## Yönergeler
1 – Kingdoms Reborn yazısına göre şu ifadeler doğru mu: (a) Yazar darboğazla 850 nüfusa ulaştığında karşılaştı. (b) Evlerin iş yerlerine olan uzaklığı çok önemlidir. (c) Kil Ocağının yanına Çömlekçi ve Tuğla Fabrikası konmalıdır. Her biri için evet ya da hayır deyin ve buna karar verdiren sözleri yazıdan hiç değiştirmeden alıntılayın.
2 – Kingdoms Reborn yazısında "- Ayrıca birbiriyle" ile başlayıp "yakın yerde çalışıyorlar." sözlerine kadar giden bölümü hiç değiştirmeden yazın.

## Gösterilen metin

Kingdoms Reborn Review (wulfive)
Bu yazdıklarımı oyunda kısa, 2-3 saatlik bir el attıktan sonra okumanız daha iyi olur.
Kingdoms Reborn adlı strateji oyunu için rehber/tavsiyeler:
Kingdoms Reborn
Puan: 8/10
TAVSİYELER
1. Her şeyden önce oyunda mesafeler çok önemli. Bir kişinin herhangi bir mala erişimi aynı gerçek hayattaki gibi. Geleneksel strateji oyunlarında olduğu gibi kaynakların herkese sihirli bir şekilde eşit dağılacağını varsayarak oynarsanız, şehir büyüdükçe bir noktada darboğazla karşılaşıyorsunuz. Ben 850 nüfusa ulaştığımda bu darboğaza ulaştım. Ancak o zaman yapay zekanın niçin her binanın çevresini çılgın gibi yollarla sarmaladığını anladım.
- En fazla üç bina yanyana olmalı diye bir sınır koymuş olayım burada.
- Ayrıca birbiriyle bağlantılı binaları da yanyana koymaya çalışın. Örneğin Kil Ocağının yanında mutlaka Çömlekçi ve Tuğla Fabrikası olsun. Çünkü Kil Ocağından çıkan çalışan adım adım o killeri Çömlekçi'ye götürecek. Daha dikkatli bir oyun istiyorsanız binaların girdileri ile çıktılarını hesaplamanız lazım.
-Evlerin iş yerlerine olan mesafesi ise anladığım kadarıyla önemli değil. İş heri belli bir yarıçapın içinde olsun yeter. Öyle çalışanlar eve uyumaya falan gitmiyor.
Ev mesafelerinin tek etkisi şu: Eve en yakın yerde çalışıyorlar.
2. Bina isminin yanındaki minik oklardan binalar arasında geçiş yapabiliyorsunuz. Bu mekanik olmadan oyunu oynamak işkence halini alıyor, benim keşfetmem epey uzun sürmüştü, bu da önemli.

Çıkarılan kayıtlar:
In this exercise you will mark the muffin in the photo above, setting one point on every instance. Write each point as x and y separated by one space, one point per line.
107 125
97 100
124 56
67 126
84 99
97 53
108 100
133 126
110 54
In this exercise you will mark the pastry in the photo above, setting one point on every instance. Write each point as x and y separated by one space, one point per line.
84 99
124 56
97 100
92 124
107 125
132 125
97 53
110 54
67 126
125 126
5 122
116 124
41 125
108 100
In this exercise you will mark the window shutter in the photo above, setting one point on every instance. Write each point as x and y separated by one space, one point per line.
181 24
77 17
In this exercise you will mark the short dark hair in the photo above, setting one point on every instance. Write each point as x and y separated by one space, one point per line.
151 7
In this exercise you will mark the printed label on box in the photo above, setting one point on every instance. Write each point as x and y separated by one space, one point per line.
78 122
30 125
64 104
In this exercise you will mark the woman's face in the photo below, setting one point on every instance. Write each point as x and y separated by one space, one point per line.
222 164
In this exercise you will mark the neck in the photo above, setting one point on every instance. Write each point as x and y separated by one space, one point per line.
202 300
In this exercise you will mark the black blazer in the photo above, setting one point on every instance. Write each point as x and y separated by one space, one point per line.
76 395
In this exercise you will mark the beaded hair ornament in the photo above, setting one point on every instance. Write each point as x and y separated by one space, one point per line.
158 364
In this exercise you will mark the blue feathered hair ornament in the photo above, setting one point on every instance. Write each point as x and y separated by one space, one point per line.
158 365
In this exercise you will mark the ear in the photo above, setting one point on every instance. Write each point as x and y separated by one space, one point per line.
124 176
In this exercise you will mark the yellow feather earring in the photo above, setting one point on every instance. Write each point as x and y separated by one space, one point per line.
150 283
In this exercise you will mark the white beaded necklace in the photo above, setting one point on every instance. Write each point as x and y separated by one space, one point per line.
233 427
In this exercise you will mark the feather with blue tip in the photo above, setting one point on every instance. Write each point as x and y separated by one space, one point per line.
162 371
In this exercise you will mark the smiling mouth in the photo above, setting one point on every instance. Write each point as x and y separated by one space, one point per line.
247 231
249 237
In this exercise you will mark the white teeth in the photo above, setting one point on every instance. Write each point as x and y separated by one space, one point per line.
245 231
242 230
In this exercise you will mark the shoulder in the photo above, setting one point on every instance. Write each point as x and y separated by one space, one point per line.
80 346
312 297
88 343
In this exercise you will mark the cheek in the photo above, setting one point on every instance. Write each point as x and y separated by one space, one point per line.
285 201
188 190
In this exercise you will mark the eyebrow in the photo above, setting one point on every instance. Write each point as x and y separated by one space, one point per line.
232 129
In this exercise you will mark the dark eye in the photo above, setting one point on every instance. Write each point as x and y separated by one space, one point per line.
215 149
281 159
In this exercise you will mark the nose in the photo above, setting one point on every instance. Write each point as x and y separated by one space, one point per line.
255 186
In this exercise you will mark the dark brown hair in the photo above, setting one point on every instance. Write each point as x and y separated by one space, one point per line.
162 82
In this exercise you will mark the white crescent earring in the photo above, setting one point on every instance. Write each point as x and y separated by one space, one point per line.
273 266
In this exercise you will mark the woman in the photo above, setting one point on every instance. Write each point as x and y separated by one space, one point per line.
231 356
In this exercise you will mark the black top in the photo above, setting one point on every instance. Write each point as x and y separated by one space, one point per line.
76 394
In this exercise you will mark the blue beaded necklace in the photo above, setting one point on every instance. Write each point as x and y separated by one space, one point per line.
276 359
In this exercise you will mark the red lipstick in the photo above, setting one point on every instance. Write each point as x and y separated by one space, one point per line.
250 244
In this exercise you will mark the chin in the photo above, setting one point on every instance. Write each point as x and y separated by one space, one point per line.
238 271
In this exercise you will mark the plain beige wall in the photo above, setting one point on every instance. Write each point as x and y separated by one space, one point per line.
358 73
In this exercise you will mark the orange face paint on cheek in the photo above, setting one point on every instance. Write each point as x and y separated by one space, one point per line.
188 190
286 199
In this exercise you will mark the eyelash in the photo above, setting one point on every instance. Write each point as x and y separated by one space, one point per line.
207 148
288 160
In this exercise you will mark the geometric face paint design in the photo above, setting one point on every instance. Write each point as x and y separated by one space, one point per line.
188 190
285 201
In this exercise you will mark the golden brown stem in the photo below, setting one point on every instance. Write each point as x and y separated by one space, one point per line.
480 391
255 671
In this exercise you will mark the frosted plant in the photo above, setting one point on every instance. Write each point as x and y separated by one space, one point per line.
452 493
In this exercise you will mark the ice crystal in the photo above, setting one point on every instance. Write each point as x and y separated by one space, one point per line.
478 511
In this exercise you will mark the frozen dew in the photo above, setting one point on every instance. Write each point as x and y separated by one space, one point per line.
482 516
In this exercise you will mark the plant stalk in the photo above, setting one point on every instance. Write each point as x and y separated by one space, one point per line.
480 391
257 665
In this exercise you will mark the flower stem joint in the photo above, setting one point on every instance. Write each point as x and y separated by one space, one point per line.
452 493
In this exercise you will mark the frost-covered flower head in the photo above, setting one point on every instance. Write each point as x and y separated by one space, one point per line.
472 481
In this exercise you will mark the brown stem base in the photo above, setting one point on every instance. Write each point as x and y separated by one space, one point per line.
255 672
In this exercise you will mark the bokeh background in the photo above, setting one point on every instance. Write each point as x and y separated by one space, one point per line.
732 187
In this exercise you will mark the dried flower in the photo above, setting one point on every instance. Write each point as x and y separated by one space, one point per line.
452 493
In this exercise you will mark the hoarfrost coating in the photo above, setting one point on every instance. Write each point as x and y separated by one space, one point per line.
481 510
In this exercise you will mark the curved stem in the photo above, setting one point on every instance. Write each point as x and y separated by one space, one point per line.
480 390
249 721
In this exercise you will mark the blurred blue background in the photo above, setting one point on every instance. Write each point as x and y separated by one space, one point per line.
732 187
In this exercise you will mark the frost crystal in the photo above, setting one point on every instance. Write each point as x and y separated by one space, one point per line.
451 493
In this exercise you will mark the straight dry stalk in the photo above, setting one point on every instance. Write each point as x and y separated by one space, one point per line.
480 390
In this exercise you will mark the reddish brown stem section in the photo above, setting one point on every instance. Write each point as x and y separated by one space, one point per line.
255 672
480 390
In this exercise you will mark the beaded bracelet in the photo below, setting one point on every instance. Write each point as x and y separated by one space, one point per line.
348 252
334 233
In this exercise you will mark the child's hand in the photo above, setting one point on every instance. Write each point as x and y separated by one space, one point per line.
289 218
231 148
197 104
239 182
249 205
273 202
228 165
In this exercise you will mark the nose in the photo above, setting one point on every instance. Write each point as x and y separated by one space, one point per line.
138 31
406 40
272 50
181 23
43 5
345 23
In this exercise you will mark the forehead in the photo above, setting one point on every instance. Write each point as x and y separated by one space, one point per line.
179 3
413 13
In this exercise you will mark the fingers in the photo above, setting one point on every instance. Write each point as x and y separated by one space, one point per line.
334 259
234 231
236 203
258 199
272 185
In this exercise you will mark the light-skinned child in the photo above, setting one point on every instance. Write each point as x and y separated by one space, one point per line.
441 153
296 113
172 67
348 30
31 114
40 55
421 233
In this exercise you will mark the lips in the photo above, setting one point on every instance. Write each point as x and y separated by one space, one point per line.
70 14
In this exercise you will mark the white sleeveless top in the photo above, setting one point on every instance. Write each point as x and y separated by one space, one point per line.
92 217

## Tam cevaplar
1 –
(a) Evet: "Ben 850 nüfusa ulaştığımda bu darboğaza ulaştım."
(b) Hayır: "Evlerin iş yerlerine olan mesafesi ise anladığım kadarıyla önemli değil."
(c) Evet: "Örneğin Kil Ocağının yanında mutlaka Çömlekçi ve Tuğla Fabrikası olsun."

2 –
- Ayrıca birbiriyle bağlantılı binaları da yanyana koymaya çalışın. Örneğin Kil Ocağının yanında mutlaka Çömlekçi ve Tuğla Fabrikası olsun. Çünkü Kil Ocağından çıkan çalışan adım adım o killeri Çömlekçi'ye götürecek. Daha dikkatli bir oyun istiyorsanız binaların girdileri ile çıktılarını hesaplamanız lazım.
-Evlerin iş yerlerine olan mesafesi ise anladığım kadarıyla önemli değil. İş heri belli bir yarıçapın içinde olsun yeter. Öyle çalışanlar eve uyumaya falan gitmiyor.
Ev mesafelerinin tek etkisi şu: Eve en yakın yerde çalışıyorlar.